* What the task asks
Could you reproduce the passage below on God's law and the prophets' warnings, word for word and in full?

* Source excerpt
We confuse rigid law with God’s way of life. It is another implement of control for us to judge others and have a sense of self-righteousness, while the hard and dirty work of justice for the poor and the victims of our fear and greed goes undone. We build our churches and effectively bar the doors. We seek to purify the very environment in which we pray while we pollute that same atmosphere with our unwillingness to apply the Lord’s commandment to love one another sacrificially.
We are children, assuming we are in control of our lives. Phrases like “thoughts and prayers” are smoke screens for our unwillingness to act in God’s name. And we rejoice when our leaders make or abolish laws that take us off the hook for the protection of the planet or our fellow human beings’ rights.
The sad thing is we hear the prophets’ warnings. Prophets from the pages of scripture and from our pulpits and our public discourse. We hear them. And we edit them, deny them, categorize them, laugh at them, and change the channel to watch others repeat our behavior. “There is no hope…”
Yet the prophets offer us more than a warning. They insist that the same God that can smash us and make others better able to love one another, that same God lays out a hope for us that is more than thoughts and prayers. That hope speaks of God’s law carved into our hearts, our will. It speaks of us being a light to the nations, not another example of ‘we do it because we can.’
And the great mystery is that the choice is ours. Why would God create such an unruly creature so able to destroy and hate and abuse, and put in the hands and soul of that same creature the spirit of healing and caring and love? I have two masters’ degrees in Philosophy and Theology and I am stunned by that mystery.

* Raw records
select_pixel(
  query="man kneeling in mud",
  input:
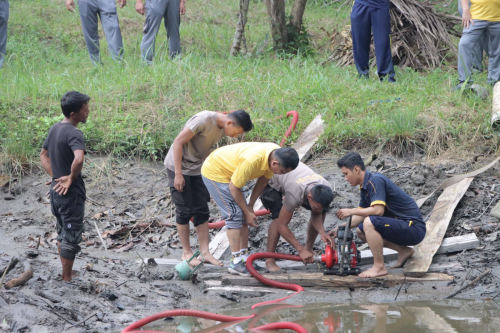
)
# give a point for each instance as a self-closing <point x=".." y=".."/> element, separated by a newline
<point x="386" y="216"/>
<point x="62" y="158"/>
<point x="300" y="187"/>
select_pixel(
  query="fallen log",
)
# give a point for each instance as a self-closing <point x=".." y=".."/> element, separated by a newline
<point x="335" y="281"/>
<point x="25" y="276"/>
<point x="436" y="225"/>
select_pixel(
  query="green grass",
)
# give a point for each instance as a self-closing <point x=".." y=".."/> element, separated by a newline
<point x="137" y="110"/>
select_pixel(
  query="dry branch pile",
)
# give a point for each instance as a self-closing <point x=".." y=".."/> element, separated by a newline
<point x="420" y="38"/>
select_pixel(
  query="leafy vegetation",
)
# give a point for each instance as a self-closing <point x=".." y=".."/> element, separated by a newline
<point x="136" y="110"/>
...
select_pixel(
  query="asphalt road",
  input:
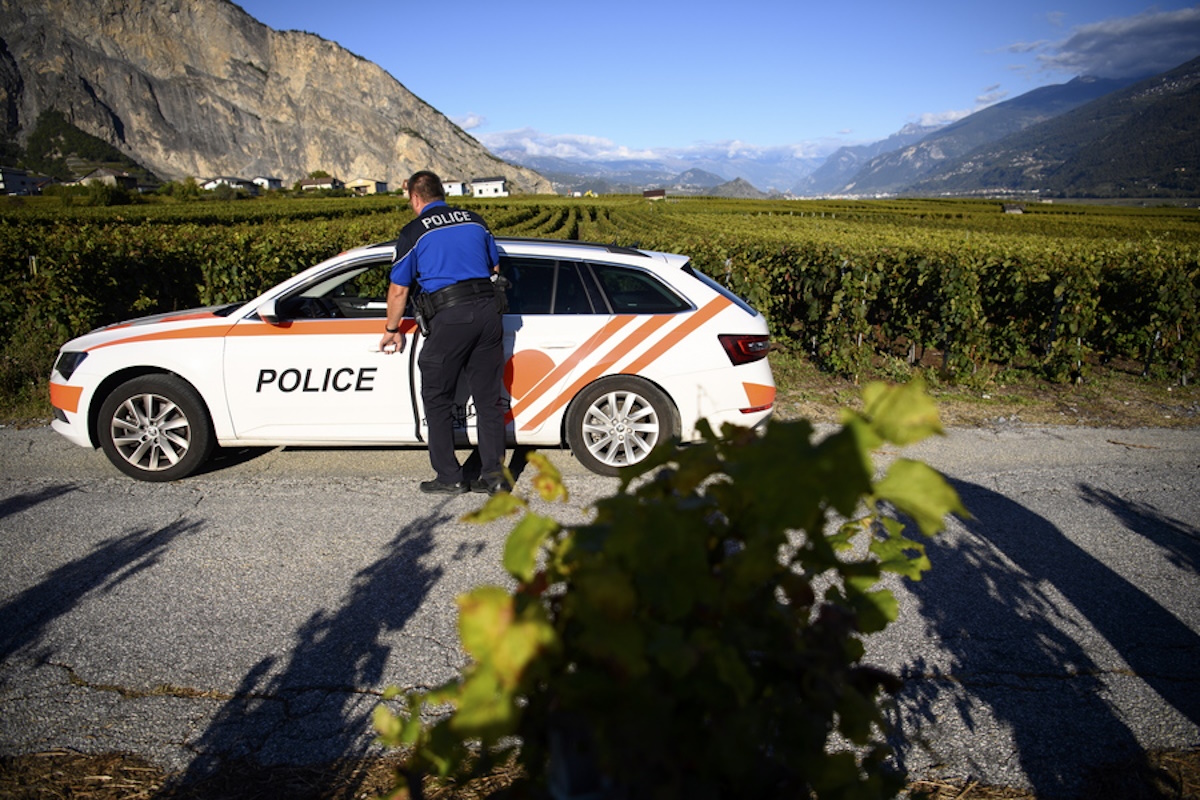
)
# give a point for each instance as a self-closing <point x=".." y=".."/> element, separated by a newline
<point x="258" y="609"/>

* Exercise output
We confuse rigid law with God’s way of life. It is another implement of control for us to judge others and have a sense of self-righteousness, while the hard and dirty work of justice for the poor and the victims of our fear and greed goes undone. We build our churches and effectively bar the doors. We seek to purify the very environment in which we pray while we pollute that same atmosphere with our unwillingness to apply the Lord’s commandment to love one another sacrificially.
We are children, assuming we are in control of our lives. Phrases like “thoughts and prayers” are smoke screens for our unwillingness to act in God’s name. And we rejoice when our leaders make or abolish laws that take us off the hook for the protection of the planet or our fellow human beings’ rights.
The sad thing is we hear the prophets’ warnings. Prophets from the pages of scripture and from our pulpits and our public discourse. We hear them. And we edit them, deny them, categorize them, laugh at them, and change the channel to watch others repeat our behavior. “There is no hope…”
Yet the prophets offer us more than a warning. They insist that the same God that can smash us and make others better able to love one another, that same God lays out a hope for us that is more than thoughts and prayers. That hope speaks of God’s law carved into our hearts, our will. It speaks of us being a light to the nations, not another example of ‘we do it because we can.’
And the great mystery is that the choice is ours. Why would God create such an unruly creature so able to destroy and hate and abuse, and put in the hands and soul of that same creature the spirit of healing and caring and love? I have two masters’ degrees in Philosophy and Theology and I am stunned by that mystery.